* [GOALS]
A – Please copy from the article on Telegram's token sale the passage between "Telegram’s most recent" and "detractors was grand.", inclusive.
B – Answer these from the article on Telegram's token sale:
(i) How many active users does Telegram have, according to the article?
(ii) Who founded Telegram?
(iii) How much did the company first aim to raise through its sales?
C – Resume the article on Telegram's token sale, picking up after its last sentence.

* [EXCERPTED TEXT]
The Mess That is Telegram’s $1.7 Billion Token Sale

The unexpected growth and ultimate dominance of messaging apps in the tech world – prime examples being WhatsApp, Facebook messenger, Viber, Telegram, and WeChat – has been phenomenal. Everyone who bought into the craze early enough will probably retire richer than they ever imagined.

Combine this staggering success with the emergence of blockchain technology, in particular, cryptocurrency, and you have a combination that no investment expert will advise against. If you doubt it, ask yourself why Facebook is so adamantly pursuing the Libra – or why a simple search for messaging brings up crypto as a related search.

Considering how privacy-focused the world of crypto is, and seeing how fast the crypto industry is evolving to revolutionize every other industry, it was only a matter of time before it catches up with messaging. This is where Telegram’s messaging app rules.

Telegram may not be the top messaging app in the world by number of users, but it ranks highly. This is largely because of its speed and history of focus on user security and privacy. The app’s enhanced privacy protection is one of the top reasons why it has grown from obscurity to having over 200 million active users in just over five years.

It is an open secret that Telegram enjoys fanatic following and loyalty in the crypto world, and it is for this reason that the company was able to raise over $1.7 billion from private token sales as it prepared to launch its ICO.

Telegram Open Network’s breakthrough private sales

Telegram’s most recent and most controversial endeavor has been the launch of its own token, the Gram or Telegram Open Network (TON). The third-generation blockchain token that promised ‘superior capabilities’ was an instant hit, with demand hitting the roof even before it was official. Telegram’s founder, Pavel Durov, launched the ambitious TON project as a future payment option that would be used outside the global regulatory system, a lot like Facebook’s Libra would have.

TON was supposed to have a record-breaking ICO that would see them develop a blockchain-based one-of-a-kind decentralized messaging internet. In an industry with over 2.5 billion users already and projected to have about 3 billion by the end of 2022, their idea for a new communication platform that is independent from traditional bottlenecks and detractors was grand.

The tightly controlled process the company used to raise funds ended in disarray as its earliest backers sold their tokens too early, earning good profits in the process. While the company initially aimed to raise $1.2 billion through invite-only private sales and public offerings, it extended its target to $1.7 billion, which it raised from private backers before the public sale was canceled altogether.

* [SOURCE DATA]
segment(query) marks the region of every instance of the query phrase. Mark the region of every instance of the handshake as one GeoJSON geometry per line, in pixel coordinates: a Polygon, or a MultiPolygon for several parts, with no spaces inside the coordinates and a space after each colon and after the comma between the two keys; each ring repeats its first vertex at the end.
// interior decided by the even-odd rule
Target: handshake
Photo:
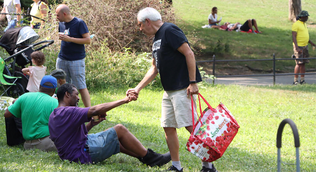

* [RESPONSES TO THE EXERCISE]
A –
Telegram’s most recent and most controversial endeavor has been the launch of its own token, the Gram or Telegram Open Network (TON). The third-generation blockchain token that promised ‘superior capabilities’ was an instant hit, with demand hitting the roof even before it was official. Telegram’s founder, Pavel Durov, launched the ambitious TON project as a future payment option that would be used outside the global regulatory system, a lot like Facebook’s Libra would have.

TON was supposed to have a record-breaking ICO that would see them develop a blockchain-based one-of-a-kind decentralized messaging internet. In an industry with over 2.5 billion users already and projected to have about 3 billion by the end of 2022, their idea for a new communication platform that is independent from traditional bottlenecks and detractors was grand.

B –
(i) Over 200 million.
(ii) Pavel Durov.
(iii) $1.2 billion.

C –
The trouble with SEC

There is a universal disdain from governments and regulatory bodies for companies and technologies that are outside their reach. This explains why Telegram is always under scrutiny, and unnecessary controversies world over. Shortly after the company raised the funds it needed to bankroll the TON, the United States Securities and Exchange Commission (SEC) abruptly declared that the token offering was illegal.

Telegram had raised the entire $1.7 billion by selling the tokens to qualified investors in two rounds. The company had submitted a Form D, required when selling securities without registering with the SEC, back in February 2018. However, SEC found fault in the process in that qualified buyers of Gram tokens resold their assets in violation of the Form D exemption.

The regulator quickly obtained a court order to stop Telegram from distributing the Gram and outlawing trading in it in the United States. Hearing for the case is scheduled for February 2020.

What does this mean for the buyers, the public with interest in the Gram, and, more importantly, for Telegram?

While the SEC has the authority to stop the sale of Telegram’s tokens in the US, there is little it can do to prevent it from being traded openly in the international market. The whole point of Telegram launching its own token was to beat such regulatory bottlenecks and launch a genuinely open asset that the entire world can use with minimal interference from the bureaucrats. However, the influence of the SEC should not be underestimated, considering how early in its stages of conception, the Gram is.

The move by the SEC has had multiple adverse effects on the investors of TON:

☑️ First, they have been forced to choose between making a guaranteed 23% loss on their investment on the token, or sitting tight and waiting (hoping for) the token’s official launch in April 2020.

☑️ Public investors who bought the TON at $4 will be under pressure to sell it off along with the first and second round private investors who bought it at $0.37 and $1.37, respectively.

☑️ The move by the SEC may have set a precedent that will deter the Gram, or any other such blockchain tokens, from ever successfully raising funds in the US.

Why does the Gram stand out?

There are thousands of crypto tokens in use and being traded in the US today. Despite the TON being launched by a popular messaging company with a strong foundation, what makes it so unique as to attract the wrath of SEC?

In our view, Telegram’s token has three major strengths that makes it stand out:

☑️ Telegram’s TON promises lightning transaction speed – the kind that no other blockchain platform is capable of. It is estimated that TON’s third-generation blockchain platform will be capable of executing over 10,000 transactions every second, a speed which even Ethereum is not capable of.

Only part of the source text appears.